La Voz del Interior @lavozcomar: Lo más importante

Lo más importante

Transcurría el invierno de 1988 en la localidad de Freyre. A la intemperie, el viento rápidamente despojaba el calorcito que tienen los rostros cuando provienen de un ambiente calefaccionado. Por entonces, yo tenía 7 años. A la siesta, como una rutina a la cual uno jamás renunciaría, después de almorzar, salíamos a la calle con mi hermano y mi viejo a patear una pelota de fútbol durante un cuarto de hora, para no molestar a los vecinos que optaban por descansar y dormir la siesta. Jugábamos a los penales.

Las dos plantas de un vecino, César Favaro, eran los palos del arco. La regla era patear “a colocar”. Y lo decíamos serios, como si supiéramos. Los puntinazos de mi viejo no respetaban la velocidad permitida, y si la pelota golpeaba en las plantas, estas se inclinaban como la reverencia de los japoneses. Y si te daba en el lomo, te hacía entrar en calor, en un abrir y cerrar de ojos.

* [MATERIAL ENTREGADO]

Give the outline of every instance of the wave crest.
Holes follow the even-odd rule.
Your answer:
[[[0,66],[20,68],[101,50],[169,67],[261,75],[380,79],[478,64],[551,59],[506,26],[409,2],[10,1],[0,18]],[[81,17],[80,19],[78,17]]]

* [CONSIGNA 1]
Responde estas preguntas sobre el relato de Freyre:
(a) ¿En qué invierno pasa lo que se cuenta?
(b) ¿Qué edad tenía quien narra en ese momento?
(c) ¿Qué servía de palos del arco?
* [CONSIGNA 2] Sigue el relato de Freyre desde donde termina.

* [RESPUESTA 1]
(a) En el invierno de 1988.
(b) Tenía 7 años.
(c) Las dos plantas de un vecino, César Favaro.

* [RESPUESTA 2]
Algunas veces se sumaban amigos del barrio: “el Flaco” Bessone, que, en los picaditos de la tarde, cada vez que le erraba a la pelota producía riesgo de fractura de tibia y peroné de los demás; “el Ale Roggero” (era el que mejor jugaba, era rápido, habilidoso, se escabullía entre todos y pateaba con las dos gambas); Gastón Fraire, que abandonaba la casa de su abuela Edith por el fútbol con los pibes, y además era el único zurdo del grupo, cuando esto cotizaba en bolsa, en pleno auge de Diego Maradona.

También solía acercarse “Lechuga” Santena, el líder carismático del barrio, que vivía en cámara lenta, pero tenía el récord de hacer más jueguitos con la pelota. Siempre llegaba riendo, con las manos en los bolsillos, y con un chiste nuevo listo para ejecutar.

Generalmente, todo era supervisado seriamente por “el Nono” Predro Brezzo, que, desde la vereda, daba indicaciones, celebraba jugadas y nos alentaba afirmando –con vehemencia– que todos los días todos mejorábamos un poco, y que, si seguíamos así, llegaríamos a jugar en River o en Boca. Y nos prometía que él iba a escuchar los partidos por la radio.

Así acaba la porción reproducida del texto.